- **TASK DESCRIPTION**
I'd like an exact copy of every line from the start of the entries below through the line containing "the umbrella pole", please.

.....

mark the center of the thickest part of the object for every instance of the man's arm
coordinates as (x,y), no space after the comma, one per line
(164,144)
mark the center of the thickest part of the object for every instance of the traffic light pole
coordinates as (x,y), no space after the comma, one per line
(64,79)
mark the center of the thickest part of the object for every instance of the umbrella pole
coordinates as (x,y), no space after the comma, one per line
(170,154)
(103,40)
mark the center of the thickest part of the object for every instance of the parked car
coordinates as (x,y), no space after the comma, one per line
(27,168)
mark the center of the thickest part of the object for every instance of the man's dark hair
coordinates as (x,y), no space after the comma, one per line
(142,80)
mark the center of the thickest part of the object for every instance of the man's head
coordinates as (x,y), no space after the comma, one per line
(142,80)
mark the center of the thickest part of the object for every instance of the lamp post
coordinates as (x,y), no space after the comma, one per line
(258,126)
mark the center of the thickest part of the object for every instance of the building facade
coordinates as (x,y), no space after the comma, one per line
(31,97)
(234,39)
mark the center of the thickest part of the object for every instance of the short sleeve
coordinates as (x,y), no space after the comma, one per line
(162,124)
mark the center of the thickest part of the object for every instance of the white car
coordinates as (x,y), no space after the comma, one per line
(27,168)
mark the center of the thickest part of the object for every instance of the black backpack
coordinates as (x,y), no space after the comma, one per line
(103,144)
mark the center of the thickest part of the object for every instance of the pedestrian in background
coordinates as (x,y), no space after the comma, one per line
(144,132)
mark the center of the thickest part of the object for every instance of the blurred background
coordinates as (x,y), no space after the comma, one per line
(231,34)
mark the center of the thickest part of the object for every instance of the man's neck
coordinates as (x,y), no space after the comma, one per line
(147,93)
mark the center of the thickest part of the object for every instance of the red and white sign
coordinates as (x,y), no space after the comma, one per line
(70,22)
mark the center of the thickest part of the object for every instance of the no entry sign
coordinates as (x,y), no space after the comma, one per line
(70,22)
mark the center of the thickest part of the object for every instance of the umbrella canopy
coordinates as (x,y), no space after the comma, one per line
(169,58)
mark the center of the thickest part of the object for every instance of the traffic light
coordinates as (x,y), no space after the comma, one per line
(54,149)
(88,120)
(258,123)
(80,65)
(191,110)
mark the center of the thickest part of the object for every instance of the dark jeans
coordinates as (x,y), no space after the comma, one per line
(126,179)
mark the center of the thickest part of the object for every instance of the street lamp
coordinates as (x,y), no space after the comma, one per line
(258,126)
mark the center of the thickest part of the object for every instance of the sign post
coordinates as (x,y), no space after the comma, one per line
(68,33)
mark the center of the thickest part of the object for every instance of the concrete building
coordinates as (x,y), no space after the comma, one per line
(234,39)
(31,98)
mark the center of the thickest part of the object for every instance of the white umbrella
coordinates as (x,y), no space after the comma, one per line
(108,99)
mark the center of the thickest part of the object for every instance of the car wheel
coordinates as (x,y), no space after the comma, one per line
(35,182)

.....

- **SOLVED EXERCISE**
mark the center of the thickest part of the object for every instance of the man's arm
coordinates as (x,y), no space after the comma, one per line
(164,144)
mark the center of the thickest part of the object for every instance of the traffic light pole
coordinates as (x,y), no space after the comma, one per line
(64,79)
mark the center of the thickest part of the object for every instance of the umbrella pole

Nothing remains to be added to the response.